AIM OF THE TASK: In full and word for word, print the data below.

Stored data entries:
[Start of section]
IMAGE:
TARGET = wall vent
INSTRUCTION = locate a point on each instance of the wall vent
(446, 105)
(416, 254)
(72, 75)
[End of section]
SOLUTION FOR THIS TASK:
IMAGE:
TARGET = wall vent
INSTRUCTION = locate a point on each instance of the wall vent
(446, 105)
(416, 254)
(72, 75)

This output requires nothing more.